## TASK ITEM:
Copy, from the data below, each line that has the word "brass".

'''

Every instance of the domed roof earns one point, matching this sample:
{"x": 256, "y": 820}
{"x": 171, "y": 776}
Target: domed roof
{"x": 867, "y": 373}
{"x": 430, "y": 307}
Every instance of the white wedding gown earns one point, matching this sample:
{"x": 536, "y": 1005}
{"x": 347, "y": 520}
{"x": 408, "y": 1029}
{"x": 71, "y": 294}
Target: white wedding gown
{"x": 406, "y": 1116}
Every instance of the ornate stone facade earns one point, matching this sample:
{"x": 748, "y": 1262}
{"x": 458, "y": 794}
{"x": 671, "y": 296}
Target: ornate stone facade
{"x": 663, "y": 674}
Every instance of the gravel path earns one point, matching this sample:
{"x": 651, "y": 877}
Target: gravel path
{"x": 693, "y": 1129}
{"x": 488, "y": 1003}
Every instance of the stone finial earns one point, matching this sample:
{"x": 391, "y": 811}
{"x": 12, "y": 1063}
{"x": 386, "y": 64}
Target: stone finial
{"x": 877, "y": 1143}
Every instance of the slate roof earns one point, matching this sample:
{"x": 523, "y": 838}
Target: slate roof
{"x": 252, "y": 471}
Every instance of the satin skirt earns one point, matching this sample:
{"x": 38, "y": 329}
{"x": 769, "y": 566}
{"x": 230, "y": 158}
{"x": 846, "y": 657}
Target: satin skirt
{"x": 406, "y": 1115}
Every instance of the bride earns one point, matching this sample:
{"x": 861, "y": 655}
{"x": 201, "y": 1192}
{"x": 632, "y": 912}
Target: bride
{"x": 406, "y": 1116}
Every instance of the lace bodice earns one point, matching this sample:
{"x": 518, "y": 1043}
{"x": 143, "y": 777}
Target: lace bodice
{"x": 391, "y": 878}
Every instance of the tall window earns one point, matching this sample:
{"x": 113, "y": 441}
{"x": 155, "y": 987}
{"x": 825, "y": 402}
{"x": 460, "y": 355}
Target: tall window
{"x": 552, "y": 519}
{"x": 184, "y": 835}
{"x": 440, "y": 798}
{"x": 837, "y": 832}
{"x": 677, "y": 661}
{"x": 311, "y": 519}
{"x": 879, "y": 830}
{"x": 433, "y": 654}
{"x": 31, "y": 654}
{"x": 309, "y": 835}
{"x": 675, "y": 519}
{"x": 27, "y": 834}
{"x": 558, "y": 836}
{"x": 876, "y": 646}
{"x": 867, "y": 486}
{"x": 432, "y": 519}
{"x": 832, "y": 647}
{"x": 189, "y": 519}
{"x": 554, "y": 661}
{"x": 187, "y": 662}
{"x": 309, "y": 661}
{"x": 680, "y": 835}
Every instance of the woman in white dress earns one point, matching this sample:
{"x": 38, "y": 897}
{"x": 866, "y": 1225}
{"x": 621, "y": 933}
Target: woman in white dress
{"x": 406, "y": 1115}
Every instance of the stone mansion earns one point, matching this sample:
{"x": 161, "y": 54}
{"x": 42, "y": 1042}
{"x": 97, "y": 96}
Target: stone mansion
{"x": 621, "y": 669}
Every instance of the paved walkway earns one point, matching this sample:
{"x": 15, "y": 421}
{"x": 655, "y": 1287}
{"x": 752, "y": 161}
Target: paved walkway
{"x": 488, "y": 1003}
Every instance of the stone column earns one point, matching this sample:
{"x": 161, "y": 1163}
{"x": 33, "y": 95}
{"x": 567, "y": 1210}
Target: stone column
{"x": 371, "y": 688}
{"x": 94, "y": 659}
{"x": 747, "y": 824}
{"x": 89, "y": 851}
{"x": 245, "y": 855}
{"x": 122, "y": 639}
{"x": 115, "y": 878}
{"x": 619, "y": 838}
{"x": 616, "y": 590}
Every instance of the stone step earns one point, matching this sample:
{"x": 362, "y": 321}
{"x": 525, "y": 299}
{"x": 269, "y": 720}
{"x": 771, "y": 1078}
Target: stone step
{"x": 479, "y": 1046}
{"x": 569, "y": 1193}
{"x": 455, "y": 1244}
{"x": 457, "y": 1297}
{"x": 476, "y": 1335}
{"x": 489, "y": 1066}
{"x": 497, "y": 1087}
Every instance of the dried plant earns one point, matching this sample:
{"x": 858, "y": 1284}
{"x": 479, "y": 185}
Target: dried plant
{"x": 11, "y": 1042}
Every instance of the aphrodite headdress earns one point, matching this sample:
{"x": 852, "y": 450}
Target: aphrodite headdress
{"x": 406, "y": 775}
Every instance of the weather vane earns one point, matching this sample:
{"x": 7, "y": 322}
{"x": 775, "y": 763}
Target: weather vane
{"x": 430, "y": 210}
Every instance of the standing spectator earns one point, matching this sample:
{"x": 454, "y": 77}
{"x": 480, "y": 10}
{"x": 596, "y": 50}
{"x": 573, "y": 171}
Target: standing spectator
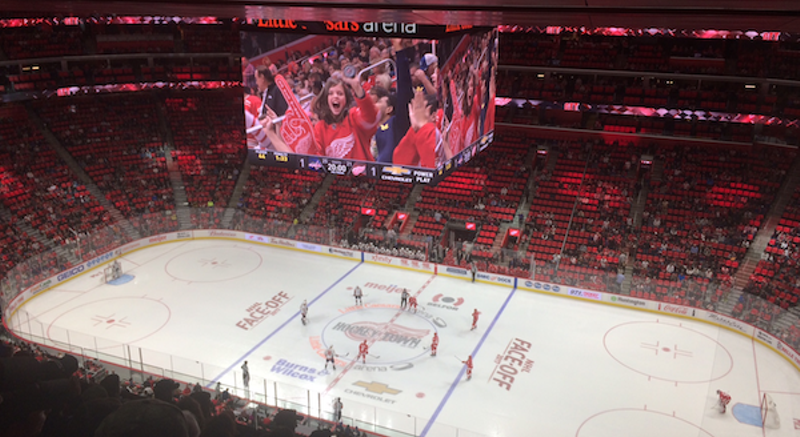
{"x": 245, "y": 375}
{"x": 337, "y": 410}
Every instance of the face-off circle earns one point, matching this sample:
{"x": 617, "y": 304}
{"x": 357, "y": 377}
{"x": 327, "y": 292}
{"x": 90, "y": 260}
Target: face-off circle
{"x": 395, "y": 336}
{"x": 633, "y": 422}
{"x": 213, "y": 264}
{"x": 668, "y": 352}
{"x": 128, "y": 319}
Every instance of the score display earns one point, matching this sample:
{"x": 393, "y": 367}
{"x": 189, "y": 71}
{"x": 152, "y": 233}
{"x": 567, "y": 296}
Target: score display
{"x": 345, "y": 102}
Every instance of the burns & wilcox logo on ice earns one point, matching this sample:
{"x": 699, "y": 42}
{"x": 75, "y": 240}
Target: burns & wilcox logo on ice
{"x": 585, "y": 294}
{"x": 281, "y": 242}
{"x": 297, "y": 371}
{"x": 158, "y": 239}
{"x": 675, "y": 309}
{"x": 373, "y": 390}
{"x": 341, "y": 252}
{"x": 379, "y": 258}
{"x": 456, "y": 271}
{"x": 221, "y": 234}
{"x": 260, "y": 311}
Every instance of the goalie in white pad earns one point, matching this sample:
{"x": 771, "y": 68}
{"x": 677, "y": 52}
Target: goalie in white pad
{"x": 769, "y": 413}
{"x": 112, "y": 271}
{"x": 724, "y": 400}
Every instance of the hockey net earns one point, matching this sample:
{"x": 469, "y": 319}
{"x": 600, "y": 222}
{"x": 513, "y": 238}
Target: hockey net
{"x": 769, "y": 412}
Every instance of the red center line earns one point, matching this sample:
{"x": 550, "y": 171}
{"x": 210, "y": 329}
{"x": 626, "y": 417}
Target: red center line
{"x": 758, "y": 382}
{"x": 374, "y": 338}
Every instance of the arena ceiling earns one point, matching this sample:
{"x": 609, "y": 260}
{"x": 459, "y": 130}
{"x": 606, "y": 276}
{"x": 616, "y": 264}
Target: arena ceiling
{"x": 760, "y": 15}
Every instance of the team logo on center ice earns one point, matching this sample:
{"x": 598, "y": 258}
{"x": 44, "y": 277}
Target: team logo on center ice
{"x": 390, "y": 332}
{"x": 396, "y": 337}
{"x": 446, "y": 302}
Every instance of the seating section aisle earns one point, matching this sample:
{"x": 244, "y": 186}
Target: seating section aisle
{"x": 116, "y": 140}
{"x": 700, "y": 219}
{"x": 39, "y": 188}
{"x": 208, "y": 135}
{"x": 777, "y": 275}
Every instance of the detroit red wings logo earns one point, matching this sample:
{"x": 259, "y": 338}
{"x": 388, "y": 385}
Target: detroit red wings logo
{"x": 361, "y": 331}
{"x": 448, "y": 300}
{"x": 340, "y": 147}
{"x": 296, "y": 129}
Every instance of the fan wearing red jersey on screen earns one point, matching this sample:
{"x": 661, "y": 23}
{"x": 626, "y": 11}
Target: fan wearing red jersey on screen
{"x": 348, "y": 118}
{"x": 422, "y": 141}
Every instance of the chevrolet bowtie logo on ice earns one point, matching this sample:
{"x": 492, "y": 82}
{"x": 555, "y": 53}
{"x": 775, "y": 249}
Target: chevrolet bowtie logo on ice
{"x": 397, "y": 171}
{"x": 377, "y": 387}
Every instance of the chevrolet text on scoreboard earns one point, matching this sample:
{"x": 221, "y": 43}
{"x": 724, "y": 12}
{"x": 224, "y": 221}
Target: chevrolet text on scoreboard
{"x": 391, "y": 101}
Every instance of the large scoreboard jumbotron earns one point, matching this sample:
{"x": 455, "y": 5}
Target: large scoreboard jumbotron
{"x": 391, "y": 101}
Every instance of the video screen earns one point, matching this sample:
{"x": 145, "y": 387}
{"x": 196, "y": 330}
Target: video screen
{"x": 405, "y": 109}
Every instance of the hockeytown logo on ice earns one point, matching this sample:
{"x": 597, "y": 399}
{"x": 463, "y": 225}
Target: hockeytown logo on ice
{"x": 389, "y": 332}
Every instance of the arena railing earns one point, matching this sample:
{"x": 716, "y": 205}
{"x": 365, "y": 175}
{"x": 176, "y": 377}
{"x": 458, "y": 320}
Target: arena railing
{"x": 708, "y": 294}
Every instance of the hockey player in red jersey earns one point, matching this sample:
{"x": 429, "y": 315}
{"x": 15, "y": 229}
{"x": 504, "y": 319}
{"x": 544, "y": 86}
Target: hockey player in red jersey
{"x": 412, "y": 303}
{"x": 475, "y": 315}
{"x": 468, "y": 363}
{"x": 363, "y": 350}
{"x": 724, "y": 400}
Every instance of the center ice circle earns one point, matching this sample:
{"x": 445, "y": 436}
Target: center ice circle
{"x": 668, "y": 352}
{"x": 395, "y": 336}
{"x": 213, "y": 264}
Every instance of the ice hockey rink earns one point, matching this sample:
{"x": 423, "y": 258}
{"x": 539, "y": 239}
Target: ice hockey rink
{"x": 544, "y": 365}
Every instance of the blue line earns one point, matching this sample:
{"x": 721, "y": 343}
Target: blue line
{"x": 461, "y": 373}
{"x": 211, "y": 384}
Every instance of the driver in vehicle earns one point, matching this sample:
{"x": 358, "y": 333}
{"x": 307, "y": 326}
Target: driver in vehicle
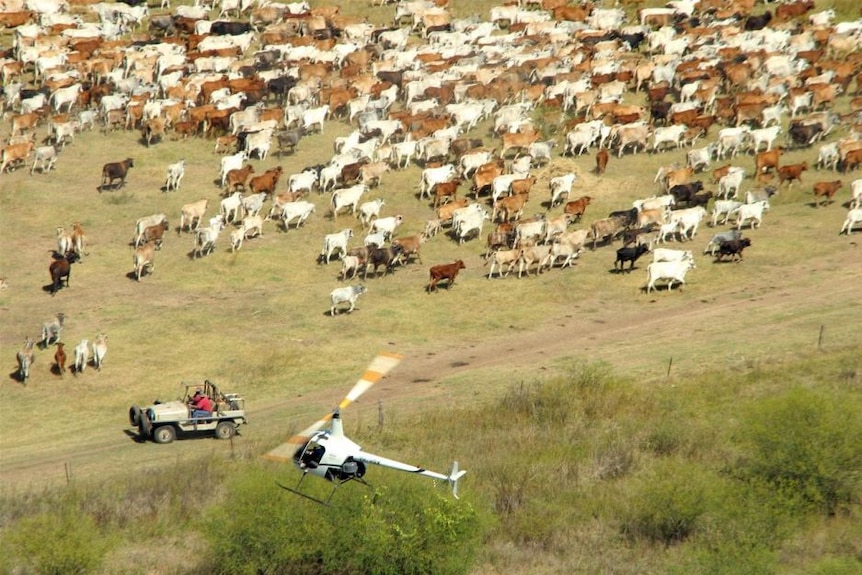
{"x": 201, "y": 405}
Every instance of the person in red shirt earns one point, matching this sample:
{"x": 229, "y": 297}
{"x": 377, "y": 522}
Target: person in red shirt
{"x": 201, "y": 405}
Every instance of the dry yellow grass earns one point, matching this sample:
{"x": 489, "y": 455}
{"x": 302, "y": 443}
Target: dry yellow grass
{"x": 257, "y": 321}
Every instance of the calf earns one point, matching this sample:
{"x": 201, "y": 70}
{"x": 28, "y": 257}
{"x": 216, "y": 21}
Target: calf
{"x": 60, "y": 358}
{"x": 791, "y": 172}
{"x": 629, "y": 254}
{"x": 348, "y": 294}
{"x": 143, "y": 258}
{"x": 60, "y": 270}
{"x": 826, "y": 190}
{"x": 576, "y": 208}
{"x": 382, "y": 256}
{"x": 115, "y": 171}
{"x": 444, "y": 272}
{"x": 732, "y": 248}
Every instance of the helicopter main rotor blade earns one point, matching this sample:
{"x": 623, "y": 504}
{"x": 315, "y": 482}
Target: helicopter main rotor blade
{"x": 382, "y": 364}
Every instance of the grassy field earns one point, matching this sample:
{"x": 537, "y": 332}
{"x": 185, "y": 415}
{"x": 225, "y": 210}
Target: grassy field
{"x": 257, "y": 321}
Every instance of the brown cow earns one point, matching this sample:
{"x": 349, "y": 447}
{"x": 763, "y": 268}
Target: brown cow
{"x": 238, "y": 178}
{"x": 826, "y": 190}
{"x": 154, "y": 129}
{"x": 60, "y": 358}
{"x": 791, "y": 172}
{"x": 602, "y": 157}
{"x": 267, "y": 181}
{"x": 518, "y": 141}
{"x": 447, "y": 272}
{"x": 577, "y": 208}
{"x": 765, "y": 161}
{"x": 445, "y": 192}
{"x": 14, "y": 153}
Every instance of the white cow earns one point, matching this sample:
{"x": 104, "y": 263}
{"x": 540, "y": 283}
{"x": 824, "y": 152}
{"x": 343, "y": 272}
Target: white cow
{"x": 387, "y": 225}
{"x": 205, "y": 238}
{"x": 232, "y": 162}
{"x": 723, "y": 208}
{"x": 348, "y": 294}
{"x": 299, "y": 210}
{"x": 314, "y": 117}
{"x": 668, "y": 135}
{"x": 82, "y": 353}
{"x": 750, "y": 213}
{"x": 100, "y": 350}
{"x": 231, "y": 207}
{"x": 854, "y": 217}
{"x": 856, "y": 194}
{"x": 304, "y": 181}
{"x": 671, "y": 255}
{"x": 347, "y": 198}
{"x": 433, "y": 176}
{"x": 336, "y": 242}
{"x": 688, "y": 220}
{"x": 471, "y": 223}
{"x": 143, "y": 223}
{"x": 671, "y": 271}
{"x": 728, "y": 185}
{"x": 176, "y": 171}
{"x": 764, "y": 136}
{"x": 66, "y": 96}
{"x": 258, "y": 143}
{"x": 45, "y": 157}
{"x": 561, "y": 187}
{"x": 370, "y": 210}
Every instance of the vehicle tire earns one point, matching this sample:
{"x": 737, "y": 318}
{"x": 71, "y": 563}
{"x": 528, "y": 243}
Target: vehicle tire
{"x": 134, "y": 415}
{"x": 225, "y": 430}
{"x": 164, "y": 434}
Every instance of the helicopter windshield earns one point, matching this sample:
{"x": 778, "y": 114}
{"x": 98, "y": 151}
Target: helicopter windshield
{"x": 309, "y": 455}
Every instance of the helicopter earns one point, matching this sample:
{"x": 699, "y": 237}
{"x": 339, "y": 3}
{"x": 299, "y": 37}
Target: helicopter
{"x": 324, "y": 451}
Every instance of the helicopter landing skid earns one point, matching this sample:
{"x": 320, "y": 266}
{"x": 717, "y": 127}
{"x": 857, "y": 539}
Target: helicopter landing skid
{"x": 331, "y": 493}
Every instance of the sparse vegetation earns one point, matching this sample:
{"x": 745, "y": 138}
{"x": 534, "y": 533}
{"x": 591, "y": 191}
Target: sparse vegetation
{"x": 706, "y": 431}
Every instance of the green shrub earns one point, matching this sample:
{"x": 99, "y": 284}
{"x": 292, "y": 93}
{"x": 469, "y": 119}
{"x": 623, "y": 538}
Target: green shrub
{"x": 412, "y": 530}
{"x": 805, "y": 445}
{"x": 665, "y": 504}
{"x": 61, "y": 542}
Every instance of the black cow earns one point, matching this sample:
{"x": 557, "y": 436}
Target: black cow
{"x": 683, "y": 193}
{"x": 281, "y": 86}
{"x": 115, "y": 171}
{"x": 60, "y": 270}
{"x": 162, "y": 24}
{"x": 700, "y": 200}
{"x": 388, "y": 256}
{"x": 658, "y": 112}
{"x": 759, "y": 22}
{"x": 288, "y": 140}
{"x": 228, "y": 28}
{"x": 629, "y": 254}
{"x": 732, "y": 248}
{"x": 804, "y": 134}
{"x": 392, "y": 76}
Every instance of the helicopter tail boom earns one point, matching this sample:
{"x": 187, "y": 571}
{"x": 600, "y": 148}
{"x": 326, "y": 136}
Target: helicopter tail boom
{"x": 453, "y": 478}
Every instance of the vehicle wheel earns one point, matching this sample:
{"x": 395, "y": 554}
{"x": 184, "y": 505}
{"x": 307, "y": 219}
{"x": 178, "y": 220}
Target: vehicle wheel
{"x": 164, "y": 434}
{"x": 134, "y": 415}
{"x": 225, "y": 430}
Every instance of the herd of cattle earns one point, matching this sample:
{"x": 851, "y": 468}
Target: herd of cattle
{"x": 743, "y": 79}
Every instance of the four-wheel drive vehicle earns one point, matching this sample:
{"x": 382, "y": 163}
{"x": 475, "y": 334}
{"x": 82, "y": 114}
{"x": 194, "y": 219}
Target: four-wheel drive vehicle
{"x": 165, "y": 421}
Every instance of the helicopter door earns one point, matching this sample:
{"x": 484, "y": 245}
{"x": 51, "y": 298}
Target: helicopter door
{"x": 312, "y": 455}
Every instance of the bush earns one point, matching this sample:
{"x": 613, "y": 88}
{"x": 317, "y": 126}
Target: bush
{"x": 665, "y": 504}
{"x": 411, "y": 530}
{"x": 62, "y": 542}
{"x": 805, "y": 446}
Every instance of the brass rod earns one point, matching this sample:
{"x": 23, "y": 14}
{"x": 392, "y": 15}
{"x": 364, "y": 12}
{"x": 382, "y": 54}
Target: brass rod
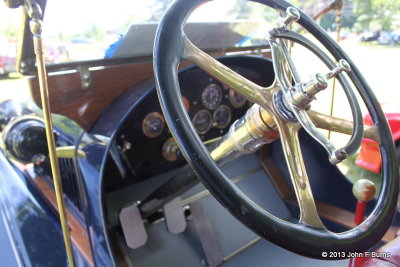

'''

## OUTPUT:
Every instance of the brass rod earns one point, matching this sample:
Target: brass rod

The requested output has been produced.